§ **Work to complete**
• 1. In the news item on Pear Therapeutics and Proprio, which company sold Pear its two clinical-stage VR pain apps?
• 2. Could you proceed with the news item on Pear Therapeutics and Proprio, picking up right after its final sentence?

[Text under study Boundary: Start]

Pear Therapeutics and Proprio have strengthened their hands in delivering immersive services to patients and medical professionals.
➨ Pear has acquired two clinical-stage VR apps for the treatment of acute and chronic pain from Firsthand Technology
➨ COOL! and GLOW! employ VR pain relief through a combination of distraction, active physical engagement, mindfulness and biofeedback with wearable sensors
➨ Proprio has appointed Dr Takeo Kanade to its advisory board to further develop its surgical navigation system
Boston- and San Francisco-based Pear, which specialises in digital prescription therapies, has acquired two clinical-stage apps for the treatment of acute and chronic pain from Firsthand Technology, a VR developer for healthcare.
COOL! and GLOW! employ VR pain relief through a combination of distraction, active physical engagement, mindfulness and biofeedback with wearable sensors.

[Text under study Boundary: End]
[Given information Boundary: Start]

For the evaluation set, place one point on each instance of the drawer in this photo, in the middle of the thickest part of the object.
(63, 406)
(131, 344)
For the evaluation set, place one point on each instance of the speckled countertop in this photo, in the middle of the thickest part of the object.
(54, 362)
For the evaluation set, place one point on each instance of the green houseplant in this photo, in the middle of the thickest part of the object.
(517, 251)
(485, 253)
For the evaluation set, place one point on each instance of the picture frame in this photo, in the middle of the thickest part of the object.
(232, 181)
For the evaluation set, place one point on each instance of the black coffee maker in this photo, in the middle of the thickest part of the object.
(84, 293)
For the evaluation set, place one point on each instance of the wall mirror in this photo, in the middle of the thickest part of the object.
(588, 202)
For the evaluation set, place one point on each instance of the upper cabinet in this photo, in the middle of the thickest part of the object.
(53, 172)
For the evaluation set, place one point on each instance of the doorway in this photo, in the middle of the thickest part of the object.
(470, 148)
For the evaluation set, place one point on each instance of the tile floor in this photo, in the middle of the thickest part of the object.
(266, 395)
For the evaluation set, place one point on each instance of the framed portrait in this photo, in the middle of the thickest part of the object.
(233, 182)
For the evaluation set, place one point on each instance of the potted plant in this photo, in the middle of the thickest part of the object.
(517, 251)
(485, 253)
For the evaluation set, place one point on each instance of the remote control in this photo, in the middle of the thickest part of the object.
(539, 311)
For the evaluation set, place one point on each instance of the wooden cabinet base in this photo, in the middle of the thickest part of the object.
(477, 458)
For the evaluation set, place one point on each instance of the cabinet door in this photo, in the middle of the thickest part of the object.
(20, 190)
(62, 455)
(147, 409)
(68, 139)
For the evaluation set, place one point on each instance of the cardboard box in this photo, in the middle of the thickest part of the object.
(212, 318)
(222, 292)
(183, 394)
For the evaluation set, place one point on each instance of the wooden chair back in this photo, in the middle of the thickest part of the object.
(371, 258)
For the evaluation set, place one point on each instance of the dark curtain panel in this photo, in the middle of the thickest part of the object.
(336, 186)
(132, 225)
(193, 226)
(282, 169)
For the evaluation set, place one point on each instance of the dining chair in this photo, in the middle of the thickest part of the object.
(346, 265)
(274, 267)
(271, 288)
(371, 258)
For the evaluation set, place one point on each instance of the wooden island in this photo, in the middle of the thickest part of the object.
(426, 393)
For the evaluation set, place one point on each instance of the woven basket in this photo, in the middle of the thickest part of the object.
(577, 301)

[Given information Boundary: End]
[Given information Boundary: Start]

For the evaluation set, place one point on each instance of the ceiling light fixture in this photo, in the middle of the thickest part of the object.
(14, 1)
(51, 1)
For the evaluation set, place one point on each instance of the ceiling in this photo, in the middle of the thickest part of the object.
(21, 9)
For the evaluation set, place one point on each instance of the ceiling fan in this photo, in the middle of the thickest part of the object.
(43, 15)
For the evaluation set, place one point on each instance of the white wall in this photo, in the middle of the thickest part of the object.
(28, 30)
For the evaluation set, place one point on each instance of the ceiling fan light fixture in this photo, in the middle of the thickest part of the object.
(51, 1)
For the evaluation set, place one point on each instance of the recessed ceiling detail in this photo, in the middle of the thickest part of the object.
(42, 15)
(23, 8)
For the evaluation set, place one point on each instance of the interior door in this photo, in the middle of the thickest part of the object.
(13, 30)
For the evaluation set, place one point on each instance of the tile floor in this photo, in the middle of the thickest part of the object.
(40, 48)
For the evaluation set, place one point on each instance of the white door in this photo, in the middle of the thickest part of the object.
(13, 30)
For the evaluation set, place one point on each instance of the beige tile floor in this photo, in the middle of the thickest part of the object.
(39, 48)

[Given information Boundary: End]
[Given information Boundary: Start]

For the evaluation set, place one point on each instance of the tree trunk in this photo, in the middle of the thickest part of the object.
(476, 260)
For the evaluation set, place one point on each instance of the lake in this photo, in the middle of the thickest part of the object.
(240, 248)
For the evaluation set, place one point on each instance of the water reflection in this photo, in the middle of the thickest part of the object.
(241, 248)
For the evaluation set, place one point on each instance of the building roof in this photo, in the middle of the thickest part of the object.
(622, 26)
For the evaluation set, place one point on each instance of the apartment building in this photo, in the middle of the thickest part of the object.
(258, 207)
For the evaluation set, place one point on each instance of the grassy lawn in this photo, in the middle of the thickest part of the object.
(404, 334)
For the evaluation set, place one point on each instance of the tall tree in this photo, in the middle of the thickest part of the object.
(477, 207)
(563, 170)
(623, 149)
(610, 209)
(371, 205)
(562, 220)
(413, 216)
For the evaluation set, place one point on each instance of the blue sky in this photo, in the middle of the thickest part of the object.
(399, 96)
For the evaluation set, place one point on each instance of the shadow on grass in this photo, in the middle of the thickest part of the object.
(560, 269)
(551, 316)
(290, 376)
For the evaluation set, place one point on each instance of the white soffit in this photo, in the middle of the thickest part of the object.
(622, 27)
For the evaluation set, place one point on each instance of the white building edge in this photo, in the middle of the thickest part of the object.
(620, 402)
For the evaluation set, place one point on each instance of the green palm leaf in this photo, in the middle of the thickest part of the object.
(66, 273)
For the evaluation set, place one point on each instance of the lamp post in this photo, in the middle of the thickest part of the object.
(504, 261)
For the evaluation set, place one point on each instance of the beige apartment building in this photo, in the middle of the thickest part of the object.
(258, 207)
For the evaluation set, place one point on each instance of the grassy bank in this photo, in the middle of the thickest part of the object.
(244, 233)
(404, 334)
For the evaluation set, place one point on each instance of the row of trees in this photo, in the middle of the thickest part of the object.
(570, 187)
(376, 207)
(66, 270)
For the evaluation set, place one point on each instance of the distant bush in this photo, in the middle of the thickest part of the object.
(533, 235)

[Given information Boundary: End]

§ **Results by task**
• 1. Firsthand Technology, a VR developer for healthcare.

• 2.
Firsthand said in a statement that the company is “excited by the potential for Pear to bring the benefits of Firsthand’s VR experiences to much wider use”.
Howard Rose, chief executive officer of Firsthand, said: “Innovation is in our DNA. VR is a game-changer that can make wellness more targeted and personalised for patients, and gives doctors a powerful new tool to transform the practice of physical and mental health. We remain dedicated to creating new digital solutions that help us all be healthier, smarter and happier.”
Seattle-based Proprio, meanwhile, has appointed Dr Takeo Kanade to its advisory board to further develop its surgical navigation system, which uses proprietary imaging techniques and MR environments.
Kanade is the UA and Helen Whitaker Professor of Computer Science and Robotics at Carnegie Mellon University, and a member of the National Academy of Engineering and the American Academy of Arts and Sciences.
He joins Proprio’s growing technical advisory board, which includes Dr Desney Tan, general manager of Microsoft Healthcare, and Dr Joshua Smith, the Zeutschel Professor in Entrepreneurial Excellence at the University of Washington’s Allen School of Computer Science and Engineering and the Department of Electrical and Computer Engineering.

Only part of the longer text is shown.